## PASSAGE SHOWN
========
CALGARY — Forecasts for a stand-pat year for drilling in 2020 in the Canadian oilpatch are up in the air following an oil price crash Monday linked to a dispute between Russia and Saudi Arabia over oil production cuts.
In its 2020 forecast in November, the Canadian Association of Oilwell Drilling Contractors predicted 4,905 wells would be drilled in Canada this year, a slight increase over 2019 but less than half the 11,226 wells drilled in 2014.
Drillers had been pleased with activity levels so far this year but the plunging price that prompted oilsands producer Cenovus Energy Inc. to deeply slash its spending plans endangers that, said CAODC chief executive Mark Scholz.
“I would say if things get progressively worse, I can’t see how we would come close to our original forecast of a flat year,” he said in an interview on Tuesday.
“In fact, it would have to be downgraded significantly.”
Analysts said Canadian oil production this year is expected to fall as more producers follow Cenovus’s example.
========
## DATASET SECTION
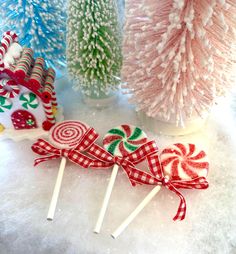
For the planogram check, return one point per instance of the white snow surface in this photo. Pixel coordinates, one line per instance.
(210, 224)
========
## EXERCISES
1/ Decide whether each statement below agrees with the news item on Canadian oil drilling. For each, answer yes or no and quote the words from that item that decide it.
(a) The November forecast called for more wells in 2020 than were drilled in 2014.
(b) Cenovus Energy Inc. deeply cut its spending plans because of the falling oil price.
(c) Analysts expect Canadian oil production to rise this year.
2/ Resume the news item on Canadian oil drilling, starting right after its final sentence.

## SOLVED TASKS
1/
(a) No: "less than half the 11,226 wells drilled in 2014."
(b) Yes: "the plunging price that prompted oilsands producer Cenovus Energy Inc. to deeply slash its spending plans"
(c) No: "Canadian oil production this year is expected to fall"

2/
The Calgary-based company announced Tuesday it would cut its capital spending plan for 2020 to between $900 million and $1 billion, down about 32 per cent from earlier plans for between $1.3 billion and $1.5 billion.
Financial observers were quick to compare the oil price meltdown with a similar situation in late 2014 that also involved the Saudis trying to assert control over global oil markets.
“Back in 2014 when the Saudis last decided to wage a market share battle, (West Texas Intermediate crude) fell from US$80 per barrel on U.S. Thanksgiving to a low of US$28 per barrel in 2016,” pointed out CIBC analyst Robert Catellier in a report.
“The result was a cancellation of as many as nine oilsands projects.”
On Monday, the April crude contract fell US$10.15 to US$31.13 per barrel. On Tuesday, it regained US$3.23 to reach US$34.36 per barrel.
Tudor Pickering Holt & Co. analysts pointed out in a note that non-oilsands oil production in Western Canada fell by about 140,000 barrels per day from the end of 2015 to the summer of 2016 as companies halted spending on new wells.
“Given prevailing rhetoric that Canadian barrels trend along the higher end of the cash cost spectrum, particularly those from the oilsands, investor interest has perked up on the potential for Canada to be among the first to shut-in or decline given the rapid decline in crude prices,” they said.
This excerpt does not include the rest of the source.